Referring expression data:
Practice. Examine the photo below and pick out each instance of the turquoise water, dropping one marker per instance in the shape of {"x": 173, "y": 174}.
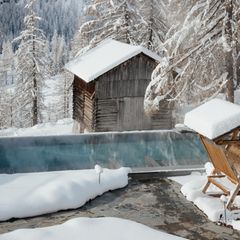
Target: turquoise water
{"x": 131, "y": 149}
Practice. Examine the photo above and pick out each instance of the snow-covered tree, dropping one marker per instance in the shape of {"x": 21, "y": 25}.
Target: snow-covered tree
{"x": 154, "y": 16}
{"x": 118, "y": 19}
{"x": 59, "y": 53}
{"x": 32, "y": 68}
{"x": 7, "y": 64}
{"x": 201, "y": 55}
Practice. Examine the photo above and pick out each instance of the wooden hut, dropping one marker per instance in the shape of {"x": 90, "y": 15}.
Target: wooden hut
{"x": 109, "y": 86}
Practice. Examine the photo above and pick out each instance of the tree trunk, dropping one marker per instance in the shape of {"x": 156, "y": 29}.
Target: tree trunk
{"x": 35, "y": 100}
{"x": 229, "y": 54}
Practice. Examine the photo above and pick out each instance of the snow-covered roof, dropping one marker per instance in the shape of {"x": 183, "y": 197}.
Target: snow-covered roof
{"x": 213, "y": 118}
{"x": 107, "y": 55}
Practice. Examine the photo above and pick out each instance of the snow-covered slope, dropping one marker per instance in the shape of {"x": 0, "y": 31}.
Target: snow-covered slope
{"x": 31, "y": 194}
{"x": 61, "y": 127}
{"x": 91, "y": 229}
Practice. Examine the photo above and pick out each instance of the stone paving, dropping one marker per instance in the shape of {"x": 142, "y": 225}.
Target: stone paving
{"x": 157, "y": 203}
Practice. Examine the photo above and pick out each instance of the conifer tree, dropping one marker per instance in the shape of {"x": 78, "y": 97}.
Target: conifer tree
{"x": 32, "y": 68}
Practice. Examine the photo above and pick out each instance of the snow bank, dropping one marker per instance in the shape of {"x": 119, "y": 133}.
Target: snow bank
{"x": 91, "y": 229}
{"x": 213, "y": 118}
{"x": 61, "y": 127}
{"x": 25, "y": 195}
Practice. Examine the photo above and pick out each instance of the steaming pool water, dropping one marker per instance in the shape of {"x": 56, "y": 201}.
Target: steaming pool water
{"x": 130, "y": 149}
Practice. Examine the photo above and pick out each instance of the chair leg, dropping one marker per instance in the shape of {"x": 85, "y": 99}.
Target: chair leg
{"x": 232, "y": 196}
{"x": 206, "y": 186}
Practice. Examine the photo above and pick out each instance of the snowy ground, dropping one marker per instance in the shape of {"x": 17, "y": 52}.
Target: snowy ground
{"x": 91, "y": 229}
{"x": 61, "y": 127}
{"x": 213, "y": 207}
{"x": 31, "y": 194}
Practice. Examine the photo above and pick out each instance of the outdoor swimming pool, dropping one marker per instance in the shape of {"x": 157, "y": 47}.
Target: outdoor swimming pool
{"x": 112, "y": 150}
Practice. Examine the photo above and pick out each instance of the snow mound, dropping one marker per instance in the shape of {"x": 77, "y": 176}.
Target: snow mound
{"x": 91, "y": 229}
{"x": 107, "y": 55}
{"x": 61, "y": 127}
{"x": 214, "y": 118}
{"x": 32, "y": 194}
{"x": 213, "y": 202}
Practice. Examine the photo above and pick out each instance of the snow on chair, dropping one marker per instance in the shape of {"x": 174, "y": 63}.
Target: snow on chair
{"x": 217, "y": 122}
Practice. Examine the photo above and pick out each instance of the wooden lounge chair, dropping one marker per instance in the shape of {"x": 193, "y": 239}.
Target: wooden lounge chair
{"x": 224, "y": 153}
{"x": 218, "y": 124}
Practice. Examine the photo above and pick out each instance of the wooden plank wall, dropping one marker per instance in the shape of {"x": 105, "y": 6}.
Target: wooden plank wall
{"x": 84, "y": 103}
{"x": 119, "y": 98}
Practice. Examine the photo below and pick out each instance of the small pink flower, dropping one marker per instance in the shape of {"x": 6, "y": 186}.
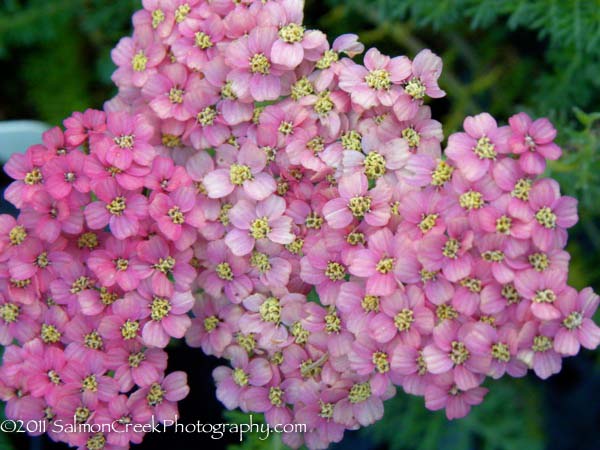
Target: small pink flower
{"x": 444, "y": 394}
{"x": 474, "y": 151}
{"x": 126, "y": 140}
{"x": 167, "y": 310}
{"x": 254, "y": 222}
{"x": 254, "y": 75}
{"x": 137, "y": 57}
{"x": 426, "y": 69}
{"x": 122, "y": 210}
{"x": 168, "y": 91}
{"x": 246, "y": 372}
{"x": 577, "y": 327}
{"x": 135, "y": 364}
{"x": 162, "y": 396}
{"x": 533, "y": 141}
{"x": 117, "y": 264}
{"x": 356, "y": 201}
{"x": 550, "y": 214}
{"x": 378, "y": 82}
{"x": 245, "y": 171}
{"x": 177, "y": 215}
{"x": 403, "y": 314}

Instructions for the task: Give the data above again, exactly and completely. No pictures go in.

Reply:
Practice. Examine the photo below and pick out each instance of the turquoise water, dropping one marker per instance in the shape of {"x": 173, "y": 174}.
Target: turquoise water
{"x": 131, "y": 149}
Practice. Examine the photo above and pick out each instance of the snow-covered tree, dropping one marker per instance in the shape of {"x": 21, "y": 25}.
Target: snow-covered tree
{"x": 154, "y": 16}
{"x": 118, "y": 19}
{"x": 59, "y": 53}
{"x": 32, "y": 68}
{"x": 7, "y": 64}
{"x": 201, "y": 55}
Practice. Examine the photo above and pick out each instance of the wooden hut, dropping one marker per instance in the shape of {"x": 90, "y": 15}.
Target: wooden hut
{"x": 109, "y": 86}
Practice. Examine the photo above and pick out each instance of the tree trunk, dropping one marker per instance in the shape of {"x": 156, "y": 29}.
Target: tree trunk
{"x": 35, "y": 100}
{"x": 229, "y": 54}
Practice. Examine the photo above and pick out each instance of the snow-covered roof, dropping one marker per instance in the shape of {"x": 183, "y": 197}.
Target: snow-covered roof
{"x": 213, "y": 118}
{"x": 107, "y": 55}
Practice. Examine the photo above and pick out each instance of the snow-covered slope, dropping one marker per instance in the shape of {"x": 0, "y": 31}.
Target: snow-covered slope
{"x": 31, "y": 194}
{"x": 61, "y": 127}
{"x": 91, "y": 229}
Practice. Examine the photo above and pick out each instance of the stone paving, dropping one marker per instance in the shape of {"x": 142, "y": 225}.
Target: stone paving
{"x": 157, "y": 203}
Practice. Examine the photo above and pick out each instance of the conifer tree, dropping one marker per instance in the shape of {"x": 78, "y": 97}.
Target: conifer tree
{"x": 32, "y": 68}
Practice. Examine the photo above and pick out each instance of the snow bank, dropping one marker per instance in the shape of {"x": 119, "y": 133}.
Target: snow bank
{"x": 91, "y": 229}
{"x": 213, "y": 118}
{"x": 61, "y": 127}
{"x": 25, "y": 195}
Practice. Examine the photo above and pick out each instance of the steaming pool water, dropping one marker per instance in the shape of {"x": 56, "y": 201}.
Target: steaming pool water
{"x": 130, "y": 149}
Practice. Examine the photo above and pick out each instance of the chair leg, dropping one marker per instance in the shape of {"x": 85, "y": 99}.
Target: chair leg
{"x": 232, "y": 196}
{"x": 206, "y": 186}
Practice. Examine the photo above and pick out each instance of the snowy ground, dropping one marker per instance in the shape of {"x": 17, "y": 52}.
Target: snowy ground
{"x": 91, "y": 229}
{"x": 61, "y": 127}
{"x": 213, "y": 207}
{"x": 31, "y": 194}
Practice. Examine the photo above and pick out each instance of the outdoor swimming pool, dropping one marker per instance in the shape of {"x": 157, "y": 47}.
Target: outdoor swimming pool
{"x": 112, "y": 150}
Practice. Examine the photo above and pick out each instance of the snow mound, dropping one marker per instance in the shape of {"x": 77, "y": 176}.
Target: snow mound
{"x": 91, "y": 229}
{"x": 107, "y": 55}
{"x": 61, "y": 127}
{"x": 214, "y": 118}
{"x": 32, "y": 194}
{"x": 213, "y": 202}
Practice. Examine the photo above and pick out each instance of the snow on chair, dropping one marker per instance in the shape of {"x": 174, "y": 63}.
Target: snow on chair
{"x": 217, "y": 122}
Practice. Examine the photo above and pick out each instance of the wooden lounge chair, dropping one marker per instance in the shape of {"x": 193, "y": 239}.
Target: wooden lounge chair
{"x": 224, "y": 153}
{"x": 218, "y": 124}
Practice. Examine the photo above and pick out each instance of the wooden plank wall, dropping one marker per instance in the shape of {"x": 105, "y": 6}.
Target: wooden plank wall
{"x": 84, "y": 103}
{"x": 119, "y": 98}
Practice. Examine the photo below and pick out each instance of the small pink flower, dropping one marker per instance in the shape of {"x": 6, "y": 186}.
Target: small pink flower
{"x": 444, "y": 394}
{"x": 474, "y": 151}
{"x": 126, "y": 140}
{"x": 167, "y": 310}
{"x": 254, "y": 222}
{"x": 254, "y": 75}
{"x": 137, "y": 57}
{"x": 426, "y": 69}
{"x": 122, "y": 210}
{"x": 168, "y": 91}
{"x": 246, "y": 372}
{"x": 577, "y": 327}
{"x": 135, "y": 364}
{"x": 162, "y": 396}
{"x": 533, "y": 141}
{"x": 117, "y": 264}
{"x": 356, "y": 201}
{"x": 550, "y": 214}
{"x": 378, "y": 82}
{"x": 245, "y": 171}
{"x": 177, "y": 215}
{"x": 403, "y": 314}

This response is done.